→ AVAILABLE DATA

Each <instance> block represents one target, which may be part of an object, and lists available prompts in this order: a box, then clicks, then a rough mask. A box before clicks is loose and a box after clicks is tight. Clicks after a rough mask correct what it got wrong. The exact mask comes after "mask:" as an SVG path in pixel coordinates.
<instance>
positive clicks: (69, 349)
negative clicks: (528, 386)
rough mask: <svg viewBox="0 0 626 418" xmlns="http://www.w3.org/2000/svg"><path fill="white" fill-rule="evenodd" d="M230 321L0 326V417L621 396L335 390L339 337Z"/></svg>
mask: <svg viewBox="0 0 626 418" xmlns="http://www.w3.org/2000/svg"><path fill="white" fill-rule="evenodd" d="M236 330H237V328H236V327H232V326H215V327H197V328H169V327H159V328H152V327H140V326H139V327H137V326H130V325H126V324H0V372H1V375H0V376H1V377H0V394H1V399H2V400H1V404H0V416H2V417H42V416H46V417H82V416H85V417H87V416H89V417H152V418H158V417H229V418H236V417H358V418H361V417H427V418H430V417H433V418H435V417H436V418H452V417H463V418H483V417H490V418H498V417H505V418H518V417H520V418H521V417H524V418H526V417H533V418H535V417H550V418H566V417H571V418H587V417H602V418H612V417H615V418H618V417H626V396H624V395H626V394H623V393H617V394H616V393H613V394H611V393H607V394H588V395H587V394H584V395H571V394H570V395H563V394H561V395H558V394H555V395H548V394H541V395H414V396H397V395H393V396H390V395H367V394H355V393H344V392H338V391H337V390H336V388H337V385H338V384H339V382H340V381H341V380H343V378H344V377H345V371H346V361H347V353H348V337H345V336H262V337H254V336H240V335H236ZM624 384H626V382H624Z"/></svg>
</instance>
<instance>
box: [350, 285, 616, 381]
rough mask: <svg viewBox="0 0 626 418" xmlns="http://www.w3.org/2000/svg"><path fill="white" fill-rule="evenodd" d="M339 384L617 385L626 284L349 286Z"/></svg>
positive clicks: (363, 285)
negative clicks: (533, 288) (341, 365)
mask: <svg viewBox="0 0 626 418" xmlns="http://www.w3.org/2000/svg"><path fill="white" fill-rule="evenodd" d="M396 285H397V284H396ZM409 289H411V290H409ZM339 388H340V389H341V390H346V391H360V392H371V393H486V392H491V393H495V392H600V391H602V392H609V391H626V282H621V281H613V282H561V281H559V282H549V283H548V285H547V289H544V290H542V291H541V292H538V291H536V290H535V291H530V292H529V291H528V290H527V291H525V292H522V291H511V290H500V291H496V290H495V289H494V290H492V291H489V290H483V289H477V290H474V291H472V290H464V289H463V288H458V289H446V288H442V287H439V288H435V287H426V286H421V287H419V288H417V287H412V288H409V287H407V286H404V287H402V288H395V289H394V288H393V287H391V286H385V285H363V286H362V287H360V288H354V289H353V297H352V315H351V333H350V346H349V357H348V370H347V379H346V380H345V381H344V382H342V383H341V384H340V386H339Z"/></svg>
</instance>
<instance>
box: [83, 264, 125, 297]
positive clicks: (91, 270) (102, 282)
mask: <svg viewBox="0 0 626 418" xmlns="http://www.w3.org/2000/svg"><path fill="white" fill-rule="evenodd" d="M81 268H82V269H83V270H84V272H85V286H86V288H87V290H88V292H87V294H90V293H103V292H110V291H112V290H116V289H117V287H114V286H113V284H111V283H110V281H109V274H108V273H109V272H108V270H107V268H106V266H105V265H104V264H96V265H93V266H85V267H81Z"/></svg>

→ TASK DIRECTIONS
Reproduce all of the items above character for character, with no changes.

→ SOLUTION TO THIS PROBLEM
Each <instance> block represents one target, which may be part of an object, and lists available prompts in this order: a box, then clicks, then a rough mask. A box before clicks is loose and a box after clicks is tight. Clicks after a rough mask correct what it got wrong. The exact mask comes after "mask:" as an SVG path in pixel coordinates.
<instance>
positive clicks: (69, 349)
negative clicks: (528, 386)
rough mask: <svg viewBox="0 0 626 418" xmlns="http://www.w3.org/2000/svg"><path fill="white" fill-rule="evenodd" d="M230 321L0 326V417L621 396L335 390L339 337Z"/></svg>
mask: <svg viewBox="0 0 626 418" xmlns="http://www.w3.org/2000/svg"><path fill="white" fill-rule="evenodd" d="M236 330H237V328H236V327H232V326H215V327H197V328H169V327H159V328H152V327H140V326H139V327H137V326H130V325H126V324H0V372H1V375H0V376H1V377H0V394H1V399H2V400H1V404H0V416H2V417H42V416H46V417H82V416H85V417H87V416H89V417H152V418H158V417H229V418H236V417H358V418H361V417H427V418H430V417H433V418H435V417H436V418H452V417H463V418H483V417H490V418H498V417H505V418H518V417H520V418H521V417H524V418H526V417H533V418H535V417H550V418H566V417H571V418H587V417H602V418H612V417H615V418H618V417H626V396H624V395H626V394H623V393H617V394H616V393H613V394H611V393H607V394H588V395H587V394H584V395H571V394H570V395H563V394H561V395H558V394H555V395H548V394H541V395H414V396H397V395H393V396H390V395H367V394H355V393H344V392H338V391H337V390H336V388H337V385H338V384H339V382H340V381H341V380H343V378H344V377H345V371H346V361H347V353H348V337H345V336H262V337H254V336H240V335H236ZM624 384H626V382H624Z"/></svg>
</instance>
<instance>
box: [350, 285, 616, 381]
rough mask: <svg viewBox="0 0 626 418" xmlns="http://www.w3.org/2000/svg"><path fill="white" fill-rule="evenodd" d="M339 384L617 385L626 284L349 286Z"/></svg>
positive clicks: (363, 285)
negative clicks: (533, 288) (341, 365)
mask: <svg viewBox="0 0 626 418" xmlns="http://www.w3.org/2000/svg"><path fill="white" fill-rule="evenodd" d="M396 285H397V284H396ZM409 289H411V290H409ZM339 388H340V389H341V390H346V391H360V392H371V393H486V392H491V393H495V392H600V391H602V392H609V391H626V282H621V281H613V282H561V281H559V282H549V283H548V285H547V289H544V290H542V291H541V292H538V291H536V290H535V291H530V292H529V291H528V290H527V291H525V292H522V291H511V290H500V291H496V290H495V289H494V290H492V291H489V290H483V289H477V290H474V291H472V290H464V289H463V288H458V289H446V288H442V287H439V288H435V287H426V286H421V287H419V288H417V287H412V288H409V287H407V286H404V287H402V288H395V289H394V288H393V287H391V286H385V285H363V286H362V287H360V288H354V289H353V297H352V315H351V333H350V346H349V357H348V370H347V379H346V380H345V381H344V382H342V383H341V384H340V386H339Z"/></svg>
</instance>
<instance>
box: [83, 264, 125, 297]
positive clicks: (91, 270) (102, 282)
mask: <svg viewBox="0 0 626 418" xmlns="http://www.w3.org/2000/svg"><path fill="white" fill-rule="evenodd" d="M81 268H82V269H83V270H84V272H85V286H86V288H87V290H88V292H87V294H90V293H103V292H110V291H112V290H116V289H117V287H114V286H113V284H111V283H110V281H109V274H108V273H109V272H108V270H107V268H106V266H105V265H104V264H96V265H93V266H85V267H81Z"/></svg>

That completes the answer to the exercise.